Stored data entries:
______
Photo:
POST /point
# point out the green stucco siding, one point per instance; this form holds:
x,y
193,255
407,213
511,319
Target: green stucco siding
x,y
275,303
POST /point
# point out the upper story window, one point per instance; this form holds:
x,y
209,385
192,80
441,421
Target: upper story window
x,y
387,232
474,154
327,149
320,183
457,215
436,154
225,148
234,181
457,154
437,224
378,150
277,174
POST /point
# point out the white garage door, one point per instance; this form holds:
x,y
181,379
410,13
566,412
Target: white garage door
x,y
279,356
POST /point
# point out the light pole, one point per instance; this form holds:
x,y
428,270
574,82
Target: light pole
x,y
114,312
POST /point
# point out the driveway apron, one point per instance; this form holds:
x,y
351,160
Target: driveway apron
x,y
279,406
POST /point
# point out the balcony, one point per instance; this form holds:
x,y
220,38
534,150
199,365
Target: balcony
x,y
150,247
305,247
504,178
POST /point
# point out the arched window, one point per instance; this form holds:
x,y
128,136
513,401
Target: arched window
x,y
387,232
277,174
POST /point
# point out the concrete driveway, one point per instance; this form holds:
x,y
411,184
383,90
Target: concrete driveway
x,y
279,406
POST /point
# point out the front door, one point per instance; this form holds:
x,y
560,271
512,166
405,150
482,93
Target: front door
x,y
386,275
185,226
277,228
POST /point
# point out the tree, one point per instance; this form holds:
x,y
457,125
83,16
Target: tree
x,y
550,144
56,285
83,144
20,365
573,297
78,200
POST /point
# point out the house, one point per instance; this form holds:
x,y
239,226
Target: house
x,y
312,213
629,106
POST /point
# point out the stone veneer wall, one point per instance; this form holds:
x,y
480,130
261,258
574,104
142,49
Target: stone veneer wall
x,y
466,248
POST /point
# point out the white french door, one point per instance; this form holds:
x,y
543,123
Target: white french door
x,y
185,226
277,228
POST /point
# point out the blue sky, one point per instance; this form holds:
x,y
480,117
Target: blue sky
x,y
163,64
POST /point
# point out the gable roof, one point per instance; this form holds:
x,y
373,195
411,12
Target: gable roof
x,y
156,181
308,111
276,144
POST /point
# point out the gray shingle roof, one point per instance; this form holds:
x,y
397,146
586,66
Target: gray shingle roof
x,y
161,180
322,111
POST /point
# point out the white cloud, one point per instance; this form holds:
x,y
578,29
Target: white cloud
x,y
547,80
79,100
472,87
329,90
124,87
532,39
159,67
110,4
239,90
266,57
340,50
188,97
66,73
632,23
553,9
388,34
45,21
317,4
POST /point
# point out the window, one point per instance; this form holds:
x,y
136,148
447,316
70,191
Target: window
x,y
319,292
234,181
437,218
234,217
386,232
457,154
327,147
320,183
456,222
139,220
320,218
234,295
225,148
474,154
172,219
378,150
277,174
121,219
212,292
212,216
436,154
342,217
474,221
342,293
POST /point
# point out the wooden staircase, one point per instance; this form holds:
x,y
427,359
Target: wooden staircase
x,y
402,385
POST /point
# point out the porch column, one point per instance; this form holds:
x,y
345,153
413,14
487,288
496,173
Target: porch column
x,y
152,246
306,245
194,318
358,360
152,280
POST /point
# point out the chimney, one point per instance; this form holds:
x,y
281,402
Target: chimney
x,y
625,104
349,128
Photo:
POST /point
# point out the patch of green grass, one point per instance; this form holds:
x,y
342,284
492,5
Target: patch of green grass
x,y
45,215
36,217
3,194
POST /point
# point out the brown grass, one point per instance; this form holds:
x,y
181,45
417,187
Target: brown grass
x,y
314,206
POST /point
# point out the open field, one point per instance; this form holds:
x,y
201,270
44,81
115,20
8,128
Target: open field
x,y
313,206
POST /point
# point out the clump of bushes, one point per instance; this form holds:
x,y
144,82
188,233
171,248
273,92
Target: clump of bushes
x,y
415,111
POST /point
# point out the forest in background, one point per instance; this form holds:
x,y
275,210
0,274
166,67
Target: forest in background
______
TASK STATEMENT: Each line of the data should be reproduced exactly as it appears.

REPLY:
Photo:
POST /point
# point out the green stucco siding, one point per instance; this form holds:
x,y
193,255
407,213
511,319
Target: green stucco siding
x,y
275,303
POST /point
# point out the upper story window, one point per instance; this form holds:
x,y
209,385
192,80
441,421
Target: upper story window
x,y
387,232
474,154
327,149
320,183
457,215
436,154
225,148
234,181
457,154
437,224
378,150
277,174
POST /point
# point out the white garage door, one point per instance; this form holds:
x,y
181,379
410,13
566,412
Target: white garage door
x,y
279,356
POST /point
# point out the light pole, one point per instance; this form holds:
x,y
428,270
574,82
Target: light pole
x,y
114,312
POST /point
# point out the driveway apron, one point per instance; this form holds:
x,y
351,160
Target: driveway apron
x,y
279,406
POST /point
# point out the balcony, one point per instance; this form holds:
x,y
220,38
534,150
199,365
Target: balcony
x,y
150,247
305,247
504,178
POST /point
# point out the arched window, one point per instance; this form holds:
x,y
128,136
513,401
Target: arched window
x,y
387,232
277,174
POST /point
# point out the concrete driveway, one point per instance; this form holds:
x,y
411,184
383,90
Target: concrete driveway
x,y
279,406
POST /point
# point out the front door, one point per instance; this form holds:
x,y
560,271
512,166
405,150
482,93
Target: front door
x,y
386,275
185,226
277,228
POST /point
# point out the tree, one point per instance; this form holds:
x,y
457,125
83,16
Target: tree
x,y
550,144
56,285
83,144
20,365
573,297
78,200
POST /point
# point out the house, one point per instance; this form holds:
x,y
239,226
Target: house
x,y
312,213
629,106
POST /point
# point out the stone veneer wall, one point per instance; this form holds:
x,y
480,130
261,258
574,104
142,49
Target: stone veneer wall
x,y
466,248
POST /point
# point out the white french door, one point per instance; this form holds:
x,y
543,123
Target: white french door
x,y
185,226
277,228
POST /point
# point out the blue sky, one point per instance; this form holds:
x,y
480,117
Target: blue sky
x,y
163,64
POST /point
# point out the gable roof, one point per instance; this form holds:
x,y
373,195
411,12
Target: gable roof
x,y
156,181
308,111
276,144
POST /point
# point out the gray shingle roof, one point per instance; this form holds:
x,y
397,146
586,66
Target: gray shingle roof
x,y
161,180
322,111
POST /point
# point out the white cloud, one point per instance; this form holds:
x,y
578,29
Target: white cloud
x,y
547,80
79,100
472,87
329,90
124,87
532,39
159,67
110,4
239,90
266,57
340,50
188,97
66,73
632,23
553,9
388,34
45,21
317,4
POST /point
# point out the window, one point per instance; this form holds:
x,y
136,148
447,316
70,191
Target: window
x,y
319,292
234,181
437,218
234,217
386,232
457,154
327,147
320,183
456,222
139,220
320,218
234,295
225,148
474,154
172,219
378,150
277,174
121,219
212,292
212,216
436,154
342,217
474,221
342,293
POST /point
# point out the wooden staircase, one point per instance; this form holds:
x,y
427,359
Target: wooden staircase
x,y
402,385
POST /point
# point out the porch column, one point per instance; this form holds:
x,y
345,153
413,14
487,288
496,173
Target: porch column
x,y
152,246
306,245
194,318
358,360
152,280
POST /point
# point out the chimney, one point per instance; this form holds:
x,y
281,402
Target: chimney
x,y
625,104
349,128
Photo:
POST /point
# point out the patch of green grass, one point per instance; this form holds:
x,y
342,284
492,5
Target: patch of green grass
x,y
45,215
36,217
3,194
POST /point
# point out the brown grass, one point per instance; this form holds:
x,y
181,45
417,187
Target: brown grass
x,y
314,206
POST /point
# point out the open field, one point per instance; this form holds:
x,y
201,270
44,81
115,20
8,128
Target: open field
x,y
313,206
POST /point
# point out the clump of bushes, one point per instance; this form holds:
x,y
144,82
188,233
171,248
273,92
Target: clump of bushes
x,y
415,111
POST /point
# point out the forest in background, one point per instance; this form holds:
x,y
275,210
0,274
166,67
Target: forest in background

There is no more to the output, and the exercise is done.